> [STORED RECORDS]
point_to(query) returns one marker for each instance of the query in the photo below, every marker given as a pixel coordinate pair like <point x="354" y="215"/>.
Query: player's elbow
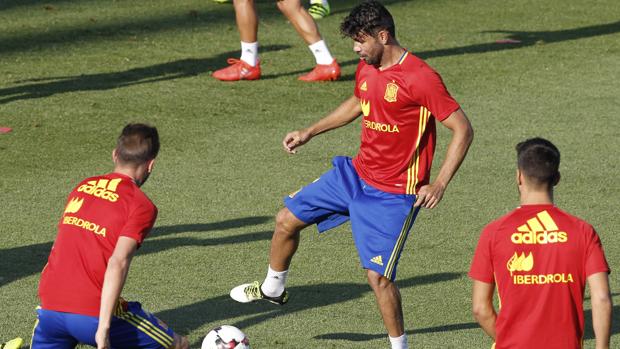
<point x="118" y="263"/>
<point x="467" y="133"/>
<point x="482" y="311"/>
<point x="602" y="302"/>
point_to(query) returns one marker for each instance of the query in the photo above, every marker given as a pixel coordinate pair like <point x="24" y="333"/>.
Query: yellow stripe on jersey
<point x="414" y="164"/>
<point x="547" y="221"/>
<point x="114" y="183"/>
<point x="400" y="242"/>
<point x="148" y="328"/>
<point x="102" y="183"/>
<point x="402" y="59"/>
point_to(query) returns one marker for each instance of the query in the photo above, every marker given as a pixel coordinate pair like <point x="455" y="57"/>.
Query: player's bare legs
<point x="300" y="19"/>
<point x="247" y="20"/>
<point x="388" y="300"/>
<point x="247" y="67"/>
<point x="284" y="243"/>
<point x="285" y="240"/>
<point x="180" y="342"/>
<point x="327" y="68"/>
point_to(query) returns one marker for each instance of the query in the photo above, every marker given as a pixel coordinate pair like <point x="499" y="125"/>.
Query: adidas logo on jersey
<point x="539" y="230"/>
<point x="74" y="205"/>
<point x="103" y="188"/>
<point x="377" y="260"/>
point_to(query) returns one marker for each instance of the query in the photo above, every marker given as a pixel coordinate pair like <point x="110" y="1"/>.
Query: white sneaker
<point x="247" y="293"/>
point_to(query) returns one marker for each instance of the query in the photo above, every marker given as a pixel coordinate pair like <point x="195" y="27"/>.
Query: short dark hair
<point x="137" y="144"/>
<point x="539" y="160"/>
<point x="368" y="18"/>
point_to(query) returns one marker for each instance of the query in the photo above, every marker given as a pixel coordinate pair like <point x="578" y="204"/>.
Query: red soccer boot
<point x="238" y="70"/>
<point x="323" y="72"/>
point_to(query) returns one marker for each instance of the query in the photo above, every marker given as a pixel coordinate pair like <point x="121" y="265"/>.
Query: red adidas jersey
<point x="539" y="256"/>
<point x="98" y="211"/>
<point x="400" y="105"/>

---

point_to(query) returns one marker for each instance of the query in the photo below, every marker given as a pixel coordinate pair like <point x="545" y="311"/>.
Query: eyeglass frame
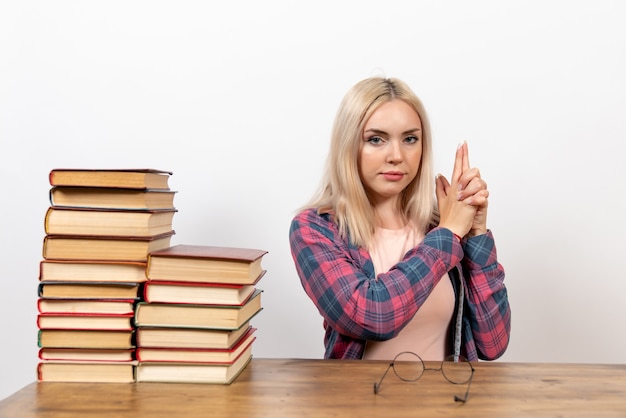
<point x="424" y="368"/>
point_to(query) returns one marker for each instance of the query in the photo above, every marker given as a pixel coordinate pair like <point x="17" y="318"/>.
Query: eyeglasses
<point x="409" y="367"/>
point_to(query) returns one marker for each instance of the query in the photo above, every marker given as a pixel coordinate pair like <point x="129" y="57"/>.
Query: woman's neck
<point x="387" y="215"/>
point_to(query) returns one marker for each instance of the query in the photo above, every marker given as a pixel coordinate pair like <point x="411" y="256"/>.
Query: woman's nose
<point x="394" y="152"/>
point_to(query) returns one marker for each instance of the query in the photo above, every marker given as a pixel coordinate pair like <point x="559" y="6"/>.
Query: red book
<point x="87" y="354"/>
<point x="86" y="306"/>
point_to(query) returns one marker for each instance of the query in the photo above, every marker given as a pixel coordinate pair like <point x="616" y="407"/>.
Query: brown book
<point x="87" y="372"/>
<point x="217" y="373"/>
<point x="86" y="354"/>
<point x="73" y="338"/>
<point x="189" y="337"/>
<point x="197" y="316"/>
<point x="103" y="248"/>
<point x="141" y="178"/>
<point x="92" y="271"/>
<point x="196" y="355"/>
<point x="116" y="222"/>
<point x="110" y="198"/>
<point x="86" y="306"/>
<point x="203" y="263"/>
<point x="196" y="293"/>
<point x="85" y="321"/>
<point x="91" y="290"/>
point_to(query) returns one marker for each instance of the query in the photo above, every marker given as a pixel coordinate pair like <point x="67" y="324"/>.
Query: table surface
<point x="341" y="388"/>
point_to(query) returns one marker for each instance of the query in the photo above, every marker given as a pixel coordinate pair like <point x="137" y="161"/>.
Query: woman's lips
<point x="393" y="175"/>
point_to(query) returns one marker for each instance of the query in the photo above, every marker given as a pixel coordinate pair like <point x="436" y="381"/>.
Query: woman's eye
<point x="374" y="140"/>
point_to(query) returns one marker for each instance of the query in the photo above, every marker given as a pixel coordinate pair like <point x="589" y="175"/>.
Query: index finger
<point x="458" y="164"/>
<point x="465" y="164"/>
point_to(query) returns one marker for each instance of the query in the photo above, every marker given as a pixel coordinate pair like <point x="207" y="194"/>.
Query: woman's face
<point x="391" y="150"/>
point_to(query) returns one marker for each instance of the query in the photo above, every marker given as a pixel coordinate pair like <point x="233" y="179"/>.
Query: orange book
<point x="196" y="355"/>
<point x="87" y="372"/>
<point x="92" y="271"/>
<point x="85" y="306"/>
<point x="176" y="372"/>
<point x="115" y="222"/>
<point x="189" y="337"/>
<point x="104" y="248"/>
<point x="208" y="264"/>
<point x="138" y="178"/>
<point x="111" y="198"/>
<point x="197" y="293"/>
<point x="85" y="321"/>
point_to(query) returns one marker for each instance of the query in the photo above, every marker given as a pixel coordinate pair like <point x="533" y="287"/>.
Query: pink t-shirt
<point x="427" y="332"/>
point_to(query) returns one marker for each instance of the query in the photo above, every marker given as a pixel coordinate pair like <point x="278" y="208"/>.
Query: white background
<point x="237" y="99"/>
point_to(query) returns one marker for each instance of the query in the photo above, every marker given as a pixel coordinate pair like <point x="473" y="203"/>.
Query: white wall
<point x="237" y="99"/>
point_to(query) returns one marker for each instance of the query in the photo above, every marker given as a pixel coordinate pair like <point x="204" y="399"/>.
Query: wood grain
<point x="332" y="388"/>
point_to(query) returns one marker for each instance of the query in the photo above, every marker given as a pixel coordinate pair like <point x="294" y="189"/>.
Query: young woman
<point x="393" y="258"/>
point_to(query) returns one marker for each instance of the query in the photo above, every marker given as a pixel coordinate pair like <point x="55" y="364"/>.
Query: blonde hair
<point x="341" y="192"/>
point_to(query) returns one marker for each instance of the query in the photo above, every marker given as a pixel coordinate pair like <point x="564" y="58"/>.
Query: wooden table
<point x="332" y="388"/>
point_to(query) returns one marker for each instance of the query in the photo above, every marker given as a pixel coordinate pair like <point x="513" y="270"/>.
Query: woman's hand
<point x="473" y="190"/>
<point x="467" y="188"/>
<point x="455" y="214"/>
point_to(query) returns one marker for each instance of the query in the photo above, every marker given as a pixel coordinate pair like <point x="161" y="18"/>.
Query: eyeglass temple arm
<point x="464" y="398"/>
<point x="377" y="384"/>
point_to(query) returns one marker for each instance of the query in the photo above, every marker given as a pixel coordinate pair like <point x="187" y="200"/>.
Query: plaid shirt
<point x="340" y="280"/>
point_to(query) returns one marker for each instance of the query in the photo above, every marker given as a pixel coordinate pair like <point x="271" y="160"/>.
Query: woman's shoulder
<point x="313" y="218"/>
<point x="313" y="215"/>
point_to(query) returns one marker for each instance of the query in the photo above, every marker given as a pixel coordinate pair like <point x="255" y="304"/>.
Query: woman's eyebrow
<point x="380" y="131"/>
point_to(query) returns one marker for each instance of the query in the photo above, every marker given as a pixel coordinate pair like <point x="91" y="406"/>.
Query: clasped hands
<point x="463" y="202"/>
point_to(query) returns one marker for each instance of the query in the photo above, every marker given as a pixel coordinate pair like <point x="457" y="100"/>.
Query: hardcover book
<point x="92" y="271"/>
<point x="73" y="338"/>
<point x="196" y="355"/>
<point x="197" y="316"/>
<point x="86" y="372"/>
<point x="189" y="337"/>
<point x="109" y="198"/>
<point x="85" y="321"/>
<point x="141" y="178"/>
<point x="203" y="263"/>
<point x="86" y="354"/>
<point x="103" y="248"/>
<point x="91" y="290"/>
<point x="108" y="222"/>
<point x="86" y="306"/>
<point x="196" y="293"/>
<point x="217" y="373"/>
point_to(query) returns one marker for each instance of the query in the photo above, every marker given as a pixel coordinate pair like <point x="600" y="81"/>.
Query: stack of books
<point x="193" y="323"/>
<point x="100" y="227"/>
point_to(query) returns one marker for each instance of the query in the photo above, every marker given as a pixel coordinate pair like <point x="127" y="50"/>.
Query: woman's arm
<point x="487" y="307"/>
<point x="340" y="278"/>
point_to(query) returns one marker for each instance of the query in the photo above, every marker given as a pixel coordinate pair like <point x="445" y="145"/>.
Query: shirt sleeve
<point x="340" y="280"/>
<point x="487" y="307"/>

> [GIVEN TASK] Gather each line of the data above that includes the word "player".

> [EXERCISE OUTPUT]
Query: player's elbow
Query: player's bare legs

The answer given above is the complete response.